--- The records Enclosed Below ---
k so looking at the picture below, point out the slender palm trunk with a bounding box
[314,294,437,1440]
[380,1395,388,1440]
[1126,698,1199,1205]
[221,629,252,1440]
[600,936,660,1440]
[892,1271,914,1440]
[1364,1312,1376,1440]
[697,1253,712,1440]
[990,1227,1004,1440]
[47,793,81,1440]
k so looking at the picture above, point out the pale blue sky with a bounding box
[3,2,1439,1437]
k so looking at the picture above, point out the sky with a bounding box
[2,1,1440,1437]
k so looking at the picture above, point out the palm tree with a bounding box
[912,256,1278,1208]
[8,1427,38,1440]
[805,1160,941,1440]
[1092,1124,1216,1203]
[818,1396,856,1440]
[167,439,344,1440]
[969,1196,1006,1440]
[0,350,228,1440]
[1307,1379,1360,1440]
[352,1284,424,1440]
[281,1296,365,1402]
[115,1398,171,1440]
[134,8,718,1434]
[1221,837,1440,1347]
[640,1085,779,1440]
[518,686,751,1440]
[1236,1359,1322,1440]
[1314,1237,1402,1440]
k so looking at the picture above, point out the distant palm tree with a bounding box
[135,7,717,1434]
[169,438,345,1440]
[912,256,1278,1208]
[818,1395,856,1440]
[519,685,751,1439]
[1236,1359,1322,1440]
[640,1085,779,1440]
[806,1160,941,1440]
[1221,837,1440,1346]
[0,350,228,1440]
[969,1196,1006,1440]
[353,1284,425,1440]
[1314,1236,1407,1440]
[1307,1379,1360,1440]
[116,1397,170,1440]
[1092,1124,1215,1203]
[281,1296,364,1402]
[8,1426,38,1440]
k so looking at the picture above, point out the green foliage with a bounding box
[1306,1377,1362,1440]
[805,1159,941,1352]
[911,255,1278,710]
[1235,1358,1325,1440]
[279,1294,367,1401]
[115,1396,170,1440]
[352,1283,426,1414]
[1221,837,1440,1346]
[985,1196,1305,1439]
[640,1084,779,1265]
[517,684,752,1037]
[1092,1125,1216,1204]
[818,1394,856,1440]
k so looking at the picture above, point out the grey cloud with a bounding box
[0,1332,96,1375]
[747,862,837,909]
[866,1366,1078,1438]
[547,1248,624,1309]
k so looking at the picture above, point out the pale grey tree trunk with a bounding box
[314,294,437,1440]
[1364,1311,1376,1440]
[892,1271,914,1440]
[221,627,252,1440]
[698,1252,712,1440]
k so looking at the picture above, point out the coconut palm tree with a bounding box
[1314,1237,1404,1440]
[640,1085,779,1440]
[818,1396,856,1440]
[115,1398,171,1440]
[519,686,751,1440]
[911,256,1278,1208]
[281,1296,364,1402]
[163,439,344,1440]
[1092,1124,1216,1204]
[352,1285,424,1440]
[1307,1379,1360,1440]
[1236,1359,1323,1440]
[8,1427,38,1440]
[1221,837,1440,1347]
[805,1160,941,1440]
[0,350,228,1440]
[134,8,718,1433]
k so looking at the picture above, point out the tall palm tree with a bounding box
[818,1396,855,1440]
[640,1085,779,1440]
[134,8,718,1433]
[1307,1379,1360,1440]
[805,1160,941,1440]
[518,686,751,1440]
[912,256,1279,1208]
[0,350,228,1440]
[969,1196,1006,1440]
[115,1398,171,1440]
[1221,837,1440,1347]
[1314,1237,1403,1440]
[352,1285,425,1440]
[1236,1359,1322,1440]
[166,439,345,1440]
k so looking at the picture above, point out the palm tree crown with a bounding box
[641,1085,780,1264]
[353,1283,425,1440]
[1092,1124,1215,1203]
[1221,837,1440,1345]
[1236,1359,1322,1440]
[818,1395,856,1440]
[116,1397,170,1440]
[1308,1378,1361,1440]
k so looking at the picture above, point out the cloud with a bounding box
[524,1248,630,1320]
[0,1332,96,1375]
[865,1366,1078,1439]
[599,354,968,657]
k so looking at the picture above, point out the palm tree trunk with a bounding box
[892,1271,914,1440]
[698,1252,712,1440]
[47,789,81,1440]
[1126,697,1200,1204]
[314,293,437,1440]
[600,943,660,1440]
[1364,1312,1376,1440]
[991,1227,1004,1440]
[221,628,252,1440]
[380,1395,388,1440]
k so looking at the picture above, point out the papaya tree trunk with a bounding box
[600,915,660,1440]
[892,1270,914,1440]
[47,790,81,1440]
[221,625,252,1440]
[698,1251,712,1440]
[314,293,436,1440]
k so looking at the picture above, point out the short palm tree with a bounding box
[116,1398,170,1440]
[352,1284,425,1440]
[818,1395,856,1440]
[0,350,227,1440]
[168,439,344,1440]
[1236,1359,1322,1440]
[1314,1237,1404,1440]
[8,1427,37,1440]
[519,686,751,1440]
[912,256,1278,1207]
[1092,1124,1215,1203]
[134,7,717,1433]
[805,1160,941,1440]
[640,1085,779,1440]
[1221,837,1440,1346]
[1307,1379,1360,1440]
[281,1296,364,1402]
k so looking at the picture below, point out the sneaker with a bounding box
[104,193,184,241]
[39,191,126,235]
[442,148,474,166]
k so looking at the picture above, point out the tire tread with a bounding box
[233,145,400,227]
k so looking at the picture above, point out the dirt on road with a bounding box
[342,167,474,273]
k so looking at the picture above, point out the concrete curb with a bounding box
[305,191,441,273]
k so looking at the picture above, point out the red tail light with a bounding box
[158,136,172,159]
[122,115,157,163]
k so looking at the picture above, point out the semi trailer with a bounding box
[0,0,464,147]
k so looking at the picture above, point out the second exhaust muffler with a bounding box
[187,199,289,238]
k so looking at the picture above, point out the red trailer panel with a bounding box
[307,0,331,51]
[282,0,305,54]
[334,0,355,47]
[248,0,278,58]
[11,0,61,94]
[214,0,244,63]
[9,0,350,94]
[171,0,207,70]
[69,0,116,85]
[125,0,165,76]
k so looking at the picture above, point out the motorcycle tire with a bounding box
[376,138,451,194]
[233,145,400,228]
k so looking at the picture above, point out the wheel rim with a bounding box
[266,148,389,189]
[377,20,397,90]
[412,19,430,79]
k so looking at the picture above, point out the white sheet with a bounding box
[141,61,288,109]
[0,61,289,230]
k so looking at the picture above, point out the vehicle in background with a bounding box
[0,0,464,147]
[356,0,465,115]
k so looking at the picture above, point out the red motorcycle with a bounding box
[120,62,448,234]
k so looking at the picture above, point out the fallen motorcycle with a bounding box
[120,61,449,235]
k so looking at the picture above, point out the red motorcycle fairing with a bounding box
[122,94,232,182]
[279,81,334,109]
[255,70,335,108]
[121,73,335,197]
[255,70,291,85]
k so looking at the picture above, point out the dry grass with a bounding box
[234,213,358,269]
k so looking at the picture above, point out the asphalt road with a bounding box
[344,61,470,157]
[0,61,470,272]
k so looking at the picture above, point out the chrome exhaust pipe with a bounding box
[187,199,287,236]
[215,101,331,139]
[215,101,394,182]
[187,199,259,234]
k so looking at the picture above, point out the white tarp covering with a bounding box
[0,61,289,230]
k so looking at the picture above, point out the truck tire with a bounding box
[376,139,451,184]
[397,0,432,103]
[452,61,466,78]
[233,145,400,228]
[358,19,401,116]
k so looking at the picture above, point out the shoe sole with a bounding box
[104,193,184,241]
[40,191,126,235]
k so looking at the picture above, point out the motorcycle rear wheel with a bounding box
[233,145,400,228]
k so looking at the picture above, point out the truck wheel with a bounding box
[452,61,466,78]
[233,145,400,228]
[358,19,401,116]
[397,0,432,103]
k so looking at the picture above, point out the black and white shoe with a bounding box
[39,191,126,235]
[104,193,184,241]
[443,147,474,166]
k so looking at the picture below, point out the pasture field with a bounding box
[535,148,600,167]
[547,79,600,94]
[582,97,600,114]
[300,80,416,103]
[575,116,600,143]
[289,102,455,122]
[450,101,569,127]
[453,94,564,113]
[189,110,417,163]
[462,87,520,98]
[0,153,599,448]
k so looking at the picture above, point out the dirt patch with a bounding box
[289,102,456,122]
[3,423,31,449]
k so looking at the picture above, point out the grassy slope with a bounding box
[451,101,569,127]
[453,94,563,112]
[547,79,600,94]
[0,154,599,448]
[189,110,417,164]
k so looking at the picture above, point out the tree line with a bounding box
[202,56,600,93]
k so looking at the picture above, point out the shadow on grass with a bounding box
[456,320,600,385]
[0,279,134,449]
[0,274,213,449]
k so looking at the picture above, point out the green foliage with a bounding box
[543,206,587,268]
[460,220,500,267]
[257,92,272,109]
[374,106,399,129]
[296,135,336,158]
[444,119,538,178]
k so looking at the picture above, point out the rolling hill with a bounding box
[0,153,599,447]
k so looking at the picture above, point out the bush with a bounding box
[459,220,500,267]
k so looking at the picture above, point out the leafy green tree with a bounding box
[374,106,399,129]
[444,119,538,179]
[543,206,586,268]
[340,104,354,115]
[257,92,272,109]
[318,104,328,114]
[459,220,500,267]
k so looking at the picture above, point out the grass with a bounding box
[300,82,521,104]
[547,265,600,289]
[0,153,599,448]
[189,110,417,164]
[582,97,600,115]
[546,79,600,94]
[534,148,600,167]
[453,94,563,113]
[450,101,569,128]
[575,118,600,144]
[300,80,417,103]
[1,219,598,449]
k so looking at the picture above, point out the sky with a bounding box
--- End of Enclosed The records ---
Starting with the line that holds "truck wheel with a bounding box", copy every line through the end of the data above. Reproduce them exactly, with no other material.

k so looking at the picture above, point out the truck wheel with a bounding box
[452,61,466,78]
[233,145,400,228]
[358,19,401,116]
[397,0,432,103]
k so looking at the picture above, point out the black and white shoe with a bounding box
[39,191,126,235]
[104,193,184,241]
[443,147,474,166]
k so looking at the picture below, point out the pasture field with a bounding box
[535,148,600,167]
[547,79,600,94]
[582,97,600,114]
[300,80,416,103]
[575,116,600,143]
[289,102,455,122]
[450,101,569,127]
[453,94,564,113]
[189,110,417,163]
[462,87,520,98]
[0,153,599,448]
k so looking at the picture above, point out the dirt patch with a bounding box
[289,102,456,122]
[3,423,31,449]
k so looking at the picture above, point out the grassy slope with a bounding box
[451,101,569,127]
[453,94,563,112]
[547,79,600,94]
[0,154,599,448]
[189,110,417,164]
k so looking at the picture above, point out the tree line with a bounding box
[202,56,600,93]
k so looking at the picture above, point out the shadow on grass with a bounding box
[456,320,600,385]
[0,279,134,449]
[0,274,213,449]
k so looking at the picture above, point out the green foliage with a bounding box
[543,206,587,268]
[460,220,500,267]
[257,92,272,109]
[374,106,399,129]
[296,135,336,158]
[444,119,538,178]
k so looking at the picture above, point out the rolling hill with a bounding box
[0,153,599,447]
k so looking at the picture above, point out the bush with a bounding box
[459,220,500,267]
k so looking at the picture above, point out the leafy green tree with a bounding box
[374,106,399,129]
[444,119,538,179]
[543,206,586,268]
[340,104,354,115]
[257,92,272,109]
[318,104,328,114]
[459,220,500,267]
k so looking at the picture above, point out the grass with a bounding box
[300,82,521,104]
[547,265,600,289]
[0,153,599,448]
[189,110,417,164]
[582,97,600,115]
[546,79,600,94]
[534,148,600,167]
[453,94,563,113]
[450,101,569,128]
[575,118,600,144]
[300,80,417,103]
[1,219,598,449]
k so looking at the picture above, point out the sky with a bounding box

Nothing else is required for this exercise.